• Task requirements:
Only the lines from the line containing "point: black electrical" through the final line of the entries should be printed, exactly as given, with the pictures left out.

***** Excerpted records

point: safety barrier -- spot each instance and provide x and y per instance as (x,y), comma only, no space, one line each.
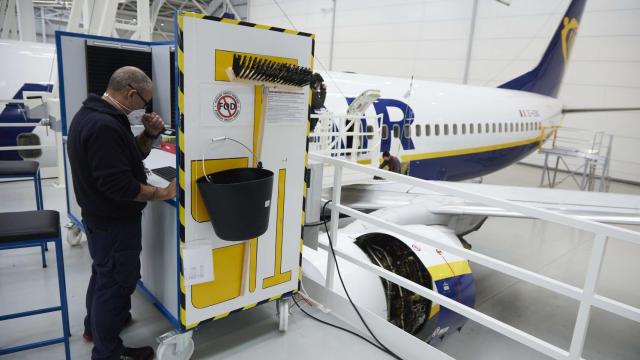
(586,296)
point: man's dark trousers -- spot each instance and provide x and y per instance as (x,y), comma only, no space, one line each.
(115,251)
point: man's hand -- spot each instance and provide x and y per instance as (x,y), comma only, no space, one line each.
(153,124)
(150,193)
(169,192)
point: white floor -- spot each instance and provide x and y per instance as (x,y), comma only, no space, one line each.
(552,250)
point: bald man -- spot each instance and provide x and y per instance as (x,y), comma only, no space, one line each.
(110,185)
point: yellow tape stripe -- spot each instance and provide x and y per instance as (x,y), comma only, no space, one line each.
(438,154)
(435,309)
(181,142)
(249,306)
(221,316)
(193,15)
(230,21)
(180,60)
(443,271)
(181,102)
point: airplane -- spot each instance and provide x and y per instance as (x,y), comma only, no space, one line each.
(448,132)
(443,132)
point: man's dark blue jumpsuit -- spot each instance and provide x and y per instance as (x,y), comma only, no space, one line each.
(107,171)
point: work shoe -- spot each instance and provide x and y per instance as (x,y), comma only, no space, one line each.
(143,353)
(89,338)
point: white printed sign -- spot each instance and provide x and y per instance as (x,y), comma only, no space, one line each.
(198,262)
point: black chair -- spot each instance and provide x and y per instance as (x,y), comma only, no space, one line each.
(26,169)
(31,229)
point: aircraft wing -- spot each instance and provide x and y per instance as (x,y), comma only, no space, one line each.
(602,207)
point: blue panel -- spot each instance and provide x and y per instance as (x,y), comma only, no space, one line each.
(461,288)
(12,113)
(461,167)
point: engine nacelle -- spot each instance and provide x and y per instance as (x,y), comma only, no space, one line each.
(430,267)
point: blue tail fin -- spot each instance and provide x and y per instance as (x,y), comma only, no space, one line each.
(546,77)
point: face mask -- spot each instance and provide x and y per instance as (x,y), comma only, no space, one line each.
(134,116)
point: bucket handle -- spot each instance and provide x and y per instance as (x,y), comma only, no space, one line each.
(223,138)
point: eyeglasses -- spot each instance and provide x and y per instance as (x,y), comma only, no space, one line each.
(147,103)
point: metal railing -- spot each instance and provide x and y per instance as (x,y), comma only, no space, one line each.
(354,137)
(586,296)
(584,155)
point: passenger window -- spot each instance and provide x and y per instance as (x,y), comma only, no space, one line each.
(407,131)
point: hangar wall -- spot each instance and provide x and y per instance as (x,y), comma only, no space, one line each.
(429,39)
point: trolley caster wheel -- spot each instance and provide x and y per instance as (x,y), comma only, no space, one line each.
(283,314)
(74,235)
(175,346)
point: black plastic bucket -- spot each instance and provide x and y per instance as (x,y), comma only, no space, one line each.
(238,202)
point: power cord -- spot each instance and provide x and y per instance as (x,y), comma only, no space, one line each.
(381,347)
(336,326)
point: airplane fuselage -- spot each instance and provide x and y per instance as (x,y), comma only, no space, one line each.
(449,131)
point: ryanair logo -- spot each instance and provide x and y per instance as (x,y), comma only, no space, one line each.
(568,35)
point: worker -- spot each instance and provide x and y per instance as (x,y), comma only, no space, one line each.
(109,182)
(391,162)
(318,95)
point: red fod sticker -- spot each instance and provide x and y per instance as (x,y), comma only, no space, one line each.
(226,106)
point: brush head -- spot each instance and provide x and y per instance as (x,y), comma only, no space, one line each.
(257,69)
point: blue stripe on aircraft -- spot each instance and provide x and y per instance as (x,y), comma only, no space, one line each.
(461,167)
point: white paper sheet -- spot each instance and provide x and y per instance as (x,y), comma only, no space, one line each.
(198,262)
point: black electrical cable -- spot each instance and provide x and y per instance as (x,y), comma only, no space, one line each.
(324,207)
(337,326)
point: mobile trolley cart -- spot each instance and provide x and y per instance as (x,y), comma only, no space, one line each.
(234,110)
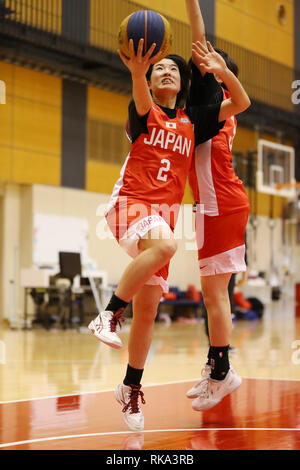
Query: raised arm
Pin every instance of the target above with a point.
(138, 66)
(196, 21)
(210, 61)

**********

• Task solution:
point: black electrical cable -- spot each instance and provide x and y per instance as (x,y), comma only, no space, one line each.
(324,207)
(337,326)
point: mobile trolley cart -- spot each instance and provide x and y per instance as (x,y), comma only, no space, one line each.
(234,110)
Query: raised arm
Pin every instance of the target above with a point.
(138, 66)
(196, 21)
(210, 61)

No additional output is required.